-- Opening Marker --

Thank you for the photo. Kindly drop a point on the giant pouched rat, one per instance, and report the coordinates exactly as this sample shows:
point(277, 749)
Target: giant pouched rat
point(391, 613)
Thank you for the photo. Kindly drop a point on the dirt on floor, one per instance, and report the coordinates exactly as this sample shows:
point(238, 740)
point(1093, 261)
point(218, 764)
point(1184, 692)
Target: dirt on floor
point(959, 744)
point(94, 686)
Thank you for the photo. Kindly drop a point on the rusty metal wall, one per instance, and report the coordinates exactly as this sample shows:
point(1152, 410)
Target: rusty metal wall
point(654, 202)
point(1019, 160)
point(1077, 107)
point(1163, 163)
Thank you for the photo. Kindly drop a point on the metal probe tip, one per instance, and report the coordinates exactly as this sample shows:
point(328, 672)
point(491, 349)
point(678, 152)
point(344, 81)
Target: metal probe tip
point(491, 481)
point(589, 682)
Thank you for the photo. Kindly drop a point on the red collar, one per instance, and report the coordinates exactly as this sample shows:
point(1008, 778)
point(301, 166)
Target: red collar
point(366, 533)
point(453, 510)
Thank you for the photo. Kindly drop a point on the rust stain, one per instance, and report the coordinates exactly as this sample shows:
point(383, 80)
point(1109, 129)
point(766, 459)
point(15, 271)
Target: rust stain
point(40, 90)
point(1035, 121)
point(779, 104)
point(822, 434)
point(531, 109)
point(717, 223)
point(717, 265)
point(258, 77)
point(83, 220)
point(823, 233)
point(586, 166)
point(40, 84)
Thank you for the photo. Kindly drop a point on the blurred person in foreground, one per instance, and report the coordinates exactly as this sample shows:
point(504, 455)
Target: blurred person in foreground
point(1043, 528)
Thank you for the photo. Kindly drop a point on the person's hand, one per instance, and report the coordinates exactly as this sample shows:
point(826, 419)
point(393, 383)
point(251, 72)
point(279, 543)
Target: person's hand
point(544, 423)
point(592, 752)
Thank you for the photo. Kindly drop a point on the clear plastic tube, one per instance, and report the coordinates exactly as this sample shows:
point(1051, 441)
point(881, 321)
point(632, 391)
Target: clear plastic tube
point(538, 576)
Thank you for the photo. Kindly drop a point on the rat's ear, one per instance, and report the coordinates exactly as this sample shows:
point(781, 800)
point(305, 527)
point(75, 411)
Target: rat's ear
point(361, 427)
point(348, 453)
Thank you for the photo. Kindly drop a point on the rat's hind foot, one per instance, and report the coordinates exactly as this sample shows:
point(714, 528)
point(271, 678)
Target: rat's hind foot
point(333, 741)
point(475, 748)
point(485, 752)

-- Closing Marker --

• Problem requirements: Could you reproduce every entry above exactly as written?

• Solution to this exercise:
Thank you for the photo. Kindly drop a point on the giant pouched rat, one per instance, and report the coordinates exactly as this sample shows:
point(277, 749)
Target: giant pouched rat
point(391, 613)
Thank you for the photo. Kindly drop a point on the dirt on floor, one per instance, and report the coordinates exactly as this sample shows:
point(238, 740)
point(1093, 261)
point(218, 764)
point(1184, 692)
Target: dirt on floor
point(959, 744)
point(94, 686)
Thank you for the photo. Kindly drop a point on the rusty metal wall, one per instance, and report the coordinates exactly as this sample shows:
point(1152, 410)
Target: rusty metal wall
point(654, 202)
point(1019, 160)
point(1077, 107)
point(1163, 163)
Thank you for the photo. Kindly drop a point on the metal probe tip, one per instance, and report the coordinates exactly as this sample shows:
point(328, 672)
point(491, 349)
point(678, 152)
point(344, 81)
Target: metal probe tip
point(491, 481)
point(589, 682)
Thank you for the photo. Kindly drop a point on the red collar, one per instance, and report the coordinates exactly as this sample shows:
point(1008, 778)
point(301, 166)
Target: red collar
point(366, 533)
point(453, 510)
Thank you for the photo. Kindly drop a point on the rust stain, one per instance, and report the coordinates exactly as this sample shows:
point(383, 80)
point(1109, 129)
point(766, 459)
point(15, 271)
Target: rust stain
point(40, 90)
point(1035, 121)
point(779, 104)
point(822, 434)
point(531, 109)
point(717, 223)
point(717, 265)
point(258, 77)
point(83, 220)
point(823, 233)
point(586, 166)
point(40, 84)
Thank you for the photo. Kindly drop a point on the blurred person in foreground, one per instance, and report the coordinates exactly as this sample shows:
point(504, 455)
Target: blurred person in foreground
point(1043, 528)
Thank you for the photo. Kindly drop a point on the person's hand, one per instance, and report the coordinates exactly as this sample shows:
point(826, 419)
point(393, 383)
point(251, 72)
point(279, 543)
Target: person's hand
point(544, 423)
point(592, 752)
Thank you for the photo. Kindly drop a point on the clear plastic tube, one per instance, and report the coordinates exactly as this sample shows:
point(1051, 441)
point(881, 321)
point(632, 391)
Target: clear plastic tube
point(538, 576)
Thank you for the photo. Kindly drop a point on the rat's ear, one per instance, and report the coordinates exactly as this sample shows:
point(781, 800)
point(305, 527)
point(75, 411)
Target: rat's ear
point(361, 427)
point(348, 453)
Thank you for the photo. Kindly drop a point on the rat's hind foot, one per instance, and report the coordinates exactly as this sample shows:
point(714, 528)
point(271, 678)
Target: rat's hind foot
point(333, 741)
point(475, 748)
point(485, 752)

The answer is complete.